Grzegorz Tomasiak, prezes zarządu Wirtualnej Polski
Najważniejsze wydarzenie, sukces i porażka branży w 2010 roku
Nie rozpatrywałbym tego roku w kontekście konkretnych „najważniejszych wydarzeń”, mówiłbym raczej o trendach. Jeszcze bardziej zmienił się sposób konsumpcji mediów, a tym samym sposób docierania z przekazem reklamowym do odbiorcy. Pod lupę już dziś trzeba wziąć, o ile jeszcze ktoś tego nie zrobił, sferę mobilną i zwracać baczną uwagę na rosnące nam nowe pokolenie internautów, które z sieci korzysta i korzystać będzie głównie przez urządzenia przenośne. Kolejna rzecz to ekspansja internetu nie tylko do komórek i smartfonów, ale też do sieci LCD, telewizorów, platform cyfrowych.

Warto zwrócić uwagę na powstawanie wyspecjalizowanych wortali wąskotematycznych i, oczywiście, niezwykle dynamiczny rozwój social mediów.

----

CELE:
A – Proszę powielić dosłownie część fragmentu tekstu: zacznij od słów „Grzegorz Tomasiak, prezes”, a skończ po słowach „rozwój social mediów.”.
B – Za pośrednictwem jakich urządzeń nowe pokolenie internautów korzysta z sieci i głównie będzie z niej korzystać według fragmentu tekstu?
Pozycje zamieszczone niżej nie mają tu żadnego znaczenia.

UDOSTĘPNIONE DANE:
----

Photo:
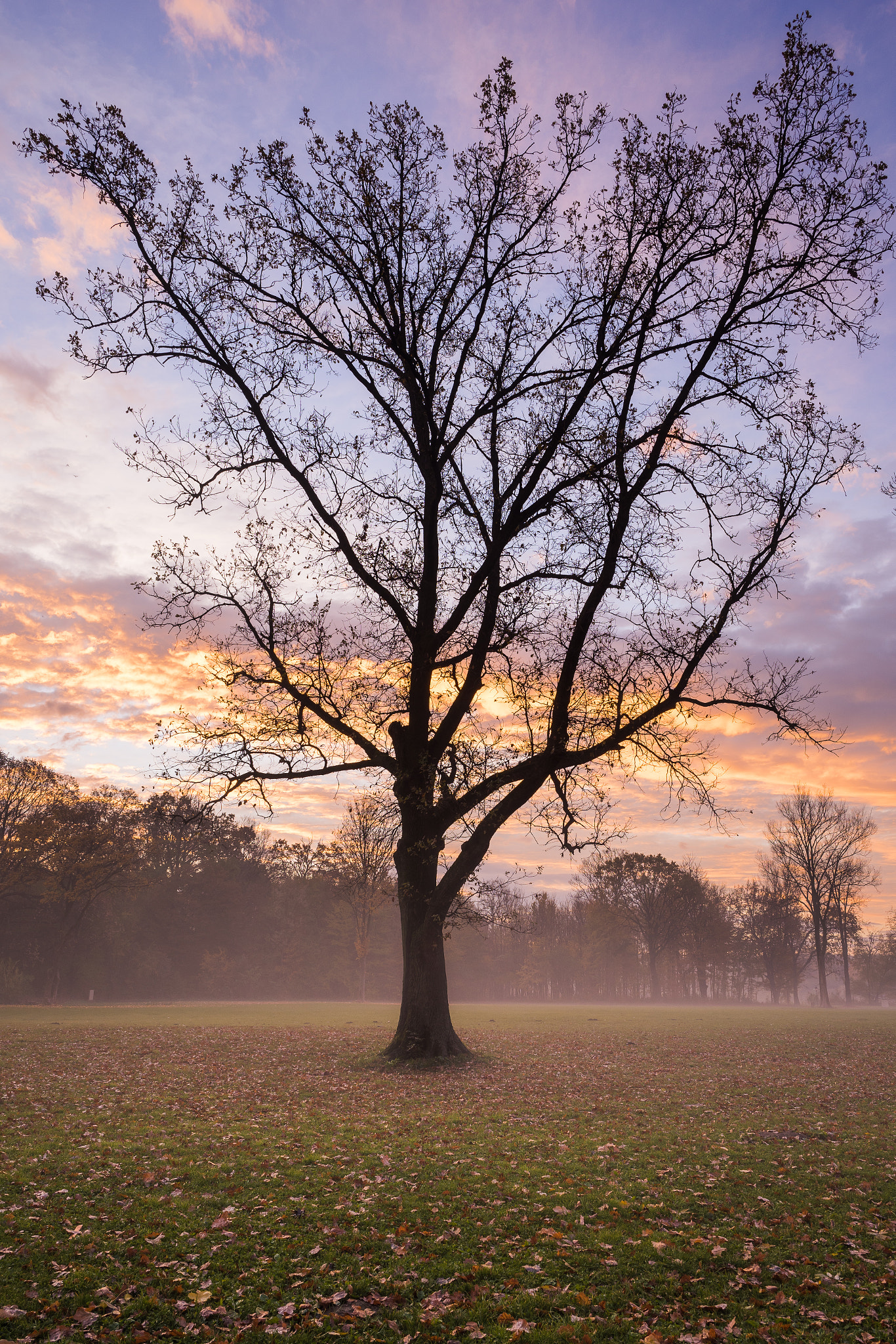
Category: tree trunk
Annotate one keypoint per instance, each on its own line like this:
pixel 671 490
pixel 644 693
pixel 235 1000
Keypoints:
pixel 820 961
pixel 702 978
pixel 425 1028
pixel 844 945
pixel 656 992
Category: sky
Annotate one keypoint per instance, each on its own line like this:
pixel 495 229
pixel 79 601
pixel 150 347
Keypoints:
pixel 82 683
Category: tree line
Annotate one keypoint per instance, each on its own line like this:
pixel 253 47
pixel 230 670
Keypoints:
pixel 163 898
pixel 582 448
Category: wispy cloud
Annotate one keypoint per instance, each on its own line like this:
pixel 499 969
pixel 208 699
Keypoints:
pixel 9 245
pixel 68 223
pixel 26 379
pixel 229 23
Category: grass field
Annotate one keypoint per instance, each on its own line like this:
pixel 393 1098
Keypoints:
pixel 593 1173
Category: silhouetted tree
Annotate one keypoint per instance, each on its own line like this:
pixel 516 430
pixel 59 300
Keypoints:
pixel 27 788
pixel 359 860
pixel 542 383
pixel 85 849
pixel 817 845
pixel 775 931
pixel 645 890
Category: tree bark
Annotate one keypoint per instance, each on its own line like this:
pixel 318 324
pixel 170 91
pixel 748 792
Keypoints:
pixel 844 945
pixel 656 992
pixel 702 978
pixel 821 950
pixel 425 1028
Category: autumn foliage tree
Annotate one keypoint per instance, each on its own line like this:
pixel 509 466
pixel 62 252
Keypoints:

----

ODPOWIEDZI:
A –
Grzegorz Tomasiak, prezes zarządu Wirtualnej Polski
Najważniejsze wydarzenie, sukces i porażka branży w 2010 roku
Nie rozpatrywałbym tego roku w kontekście konkretnych „najważniejszych wydarzeń”, mówiłbym raczej o trendach. Jeszcze bardziej zmienił się sposób konsumpcji mediów, a tym samym sposób docierania z przekazem reklamowym do odbiorcy. Pod lupę już dziś trzeba wziąć, o ile jeszcze ktoś tego nie zrobił, sferę mobilną i zwracać baczną uwagę na rosnące nam nowe pokolenie internautów, które z sieci korzysta i korzystać będzie głównie przez urządzenia przenośne. Kolejna rzecz to ekspansja internetu nie tylko do komórek i smartfonów, ale też do sieci LCD, telewizorów, platform cyfrowych.

Warto zwrócić uwagę na powstawanie wyspecjalizowanych wortali wąskotematycznych i, oczywiście, niezwykle dynamiczny rozwój social mediów.

B – Głównie przez urządzenia przenośne.